++++ DATA PROVIDED ++++

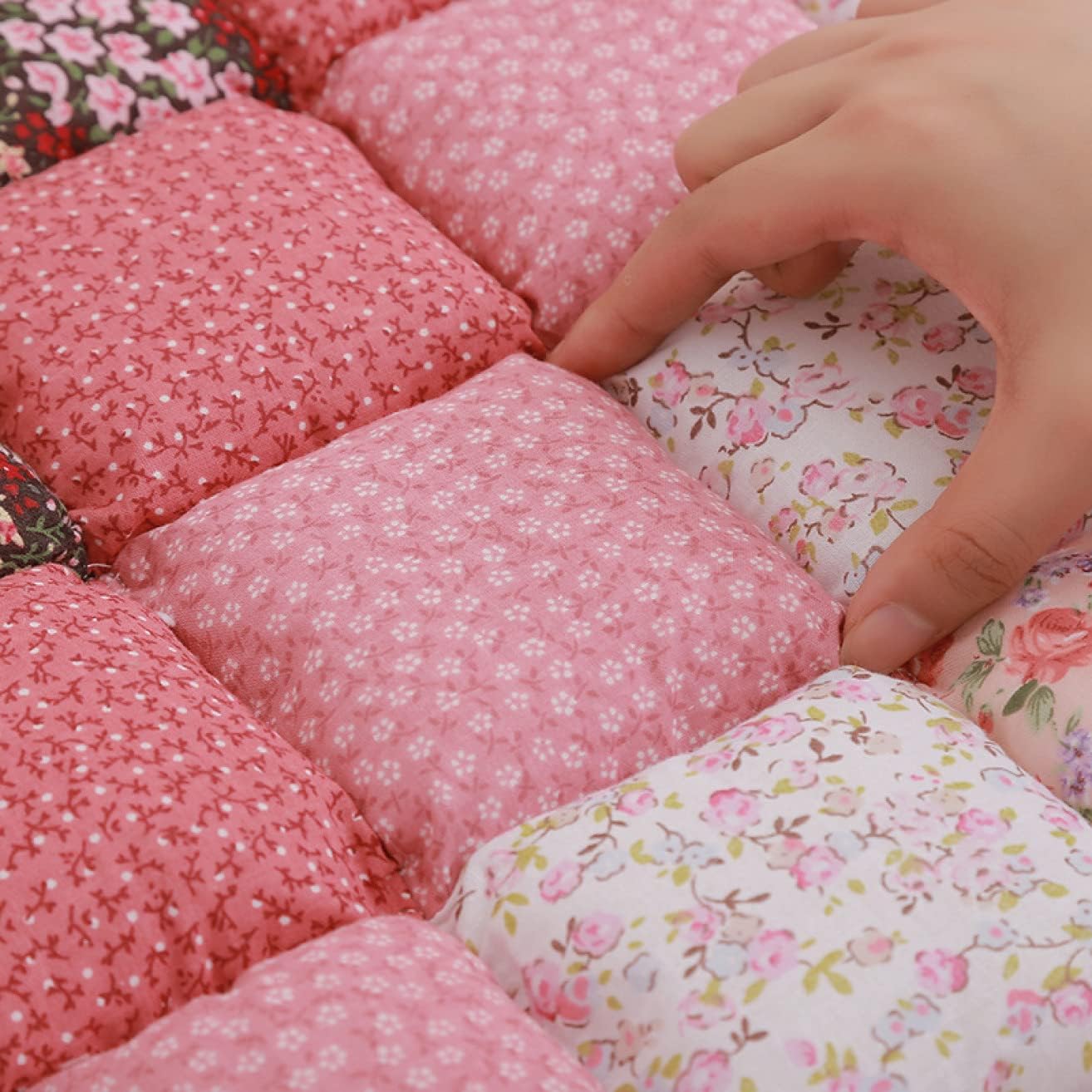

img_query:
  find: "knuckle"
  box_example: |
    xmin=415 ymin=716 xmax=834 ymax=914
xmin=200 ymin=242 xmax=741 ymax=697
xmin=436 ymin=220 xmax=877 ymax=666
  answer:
xmin=675 ymin=121 xmax=711 ymax=190
xmin=924 ymin=519 xmax=1033 ymax=601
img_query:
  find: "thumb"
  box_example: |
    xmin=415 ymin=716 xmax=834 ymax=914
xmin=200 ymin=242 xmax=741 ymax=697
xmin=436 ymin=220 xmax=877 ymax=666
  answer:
xmin=842 ymin=393 xmax=1092 ymax=671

++++

# THE EXERCISE
Rewrite these lines with "sample_box" in place of every "box_example", leaving everything else unchanged and leaving out the pictures.

# TASK RESPONSE
img_query:
  find: "knuckle"
  sample_box: |
    xmin=415 ymin=716 xmax=834 ymax=914
xmin=200 ymin=242 xmax=741 ymax=697
xmin=436 ymin=220 xmax=877 ymax=666
  answer:
xmin=675 ymin=121 xmax=711 ymax=190
xmin=924 ymin=519 xmax=1033 ymax=601
img_query:
  find: "thumb"
  sample_box: |
    xmin=415 ymin=716 xmax=834 ymax=914
xmin=200 ymin=242 xmax=741 ymax=697
xmin=436 ymin=220 xmax=877 ymax=666
  answer:
xmin=842 ymin=393 xmax=1092 ymax=671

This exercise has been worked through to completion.